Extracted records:
====

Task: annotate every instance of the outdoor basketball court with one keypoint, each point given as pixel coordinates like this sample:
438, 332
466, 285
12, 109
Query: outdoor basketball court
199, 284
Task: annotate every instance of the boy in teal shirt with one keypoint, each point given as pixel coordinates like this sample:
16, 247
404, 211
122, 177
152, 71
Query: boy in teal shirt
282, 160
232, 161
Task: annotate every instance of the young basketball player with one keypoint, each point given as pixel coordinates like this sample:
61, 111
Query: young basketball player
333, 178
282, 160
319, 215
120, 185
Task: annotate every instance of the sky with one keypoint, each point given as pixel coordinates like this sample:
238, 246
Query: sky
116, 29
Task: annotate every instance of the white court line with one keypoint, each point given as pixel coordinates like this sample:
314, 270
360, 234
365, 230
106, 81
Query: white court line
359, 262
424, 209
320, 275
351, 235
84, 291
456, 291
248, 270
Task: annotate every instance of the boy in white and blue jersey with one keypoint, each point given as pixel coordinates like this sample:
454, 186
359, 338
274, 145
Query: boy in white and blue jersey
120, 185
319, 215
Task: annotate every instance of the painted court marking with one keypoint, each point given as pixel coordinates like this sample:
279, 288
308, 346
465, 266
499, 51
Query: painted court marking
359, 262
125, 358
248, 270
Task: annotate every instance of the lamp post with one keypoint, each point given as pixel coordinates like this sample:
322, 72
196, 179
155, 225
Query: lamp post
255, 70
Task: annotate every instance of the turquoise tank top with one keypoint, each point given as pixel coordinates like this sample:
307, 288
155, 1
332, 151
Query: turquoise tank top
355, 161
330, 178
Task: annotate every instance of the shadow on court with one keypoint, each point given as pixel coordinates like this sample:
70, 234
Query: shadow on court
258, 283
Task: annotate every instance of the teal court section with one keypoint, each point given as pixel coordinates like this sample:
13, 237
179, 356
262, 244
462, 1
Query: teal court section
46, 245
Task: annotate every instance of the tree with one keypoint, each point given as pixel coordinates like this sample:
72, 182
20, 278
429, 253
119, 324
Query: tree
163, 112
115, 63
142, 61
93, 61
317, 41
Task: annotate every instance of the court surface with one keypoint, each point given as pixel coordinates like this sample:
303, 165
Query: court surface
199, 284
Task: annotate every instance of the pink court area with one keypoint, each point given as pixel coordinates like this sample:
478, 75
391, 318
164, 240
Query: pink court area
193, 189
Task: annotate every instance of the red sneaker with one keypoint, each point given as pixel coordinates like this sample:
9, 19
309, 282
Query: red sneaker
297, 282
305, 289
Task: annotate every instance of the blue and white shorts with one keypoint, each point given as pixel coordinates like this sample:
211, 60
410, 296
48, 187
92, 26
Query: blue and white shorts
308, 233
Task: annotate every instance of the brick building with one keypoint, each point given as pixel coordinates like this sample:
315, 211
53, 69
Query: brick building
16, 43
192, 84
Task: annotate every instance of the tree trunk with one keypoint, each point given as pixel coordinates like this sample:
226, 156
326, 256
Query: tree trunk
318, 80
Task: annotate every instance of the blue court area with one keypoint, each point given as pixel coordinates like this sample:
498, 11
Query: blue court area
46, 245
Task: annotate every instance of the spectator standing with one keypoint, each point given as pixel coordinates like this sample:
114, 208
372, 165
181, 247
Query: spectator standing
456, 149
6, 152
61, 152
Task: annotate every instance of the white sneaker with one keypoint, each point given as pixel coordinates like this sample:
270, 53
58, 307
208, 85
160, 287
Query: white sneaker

====

> _ABOUT THIS TASK_: Print all the entries above. Keep each one exact.

> _OUTPUT FOR THIS EXERCISE_:
Task: annotate every instance of the outdoor basketball court with one keypoint, each point given as pixel coordinates like this sample:
438, 332
466, 285
12, 109
Query: outdoor basketball court
199, 284
Task: annotate every instance of the boy in teal shirt with one keypoint, each point given as pixel coordinates like this sample:
16, 247
404, 211
122, 177
152, 71
Query: boy in teal shirt
282, 160
232, 161
Task: annotate every instance of the young basketball player with one keypoint, each point given as pixel coordinates like this sample:
61, 111
Query: young basketball player
333, 178
282, 160
319, 215
120, 185
Task: annotate every instance of the sky with one keypoint, each point given as pixel coordinates like this sample:
238, 246
Query: sky
116, 29
Task: annotate every instance of the white court line with one keypoint, each point given as pixel coordinates like this sample:
314, 270
360, 234
365, 230
106, 81
Query: white court line
359, 262
424, 209
320, 275
351, 235
84, 291
456, 291
248, 270
Task: annotate every instance of the boy in white and blue jersey with one keypoint, each point given as pixel coordinates like this sample:
454, 186
359, 338
274, 145
Query: boy in white and blue jersey
120, 185
319, 215
Task: annotate every instance of the painted court marking with one keypoint, each point given as pixel coordinates like this sample:
279, 288
308, 346
465, 266
499, 51
Query: painted court marking
359, 262
125, 358
248, 270
Task: annotate every instance of the lamp post with one keypoint, each point given as pixel coordinates like this sample:
322, 72
196, 179
155, 225
Query: lamp post
255, 70
Task: annotate every instance of the turquoise tank top with one keypoint, each point given as pixel coordinates like this sample:
307, 288
155, 1
332, 151
Query: turquoise tank top
355, 161
330, 178
Task: annotate every instance of the shadow on court with one keypoint, each point given as pixel coordinates like this sample:
70, 234
Query: shadow on court
258, 283
Task: annotate every instance of the teal court section with one keypoint, each point given as pixel coordinates like this sample:
13, 237
179, 356
262, 244
462, 1
Query: teal court section
46, 245
Task: annotate every instance of the tree with one keypoint, each point given as pixel coordinates like this sample:
72, 182
20, 278
429, 253
119, 324
Query: tree
163, 112
115, 63
142, 61
93, 61
317, 41
Task: annotate every instance of the court surface with one keypoint, each point given as pixel coordinates like this sample:
303, 165
Query: court surface
199, 284
Task: annotate every instance of the pink court area with one keypoint, each point given as pixel coordinates like this sample:
478, 75
391, 318
164, 240
Query: pink court area
193, 189
Task: annotate every instance of the red sneaker with one keypoint, each point given as pixel coordinates like this sample:
9, 19
309, 282
Query: red sneaker
297, 282
305, 289
Task: annotate every instance of the blue and white shorts with one keypoint, each point given as pixel coordinates like this sample:
211, 60
410, 296
48, 187
92, 26
Query: blue and white shorts
308, 233
Task: annotate every instance of the brick building with one keypoint, each point given as pixel coordinates like this sample:
315, 211
53, 69
Query: brick building
16, 43
192, 84
Task: annotate every instance of the tree trunk with one keypoint, each point given as pixel coordinates like this sample:
226, 156
326, 256
Query: tree trunk
318, 80
Task: annotate every instance of the blue court area with one keypoint, each point given as pixel coordinates like this sample:
498, 11
Query: blue court area
46, 245
Task: annotate every instance of the spectator standing with one keypoint, each point given as pixel coordinates like this sample:
114, 208
372, 165
181, 247
Query: spectator standing
456, 149
6, 152
61, 152
Task: annotate every instance of the white sneaker with one keypoint, each point given as pixel coordinates like this sample:
270, 53
58, 307
208, 85
160, 287
Query: white sneaker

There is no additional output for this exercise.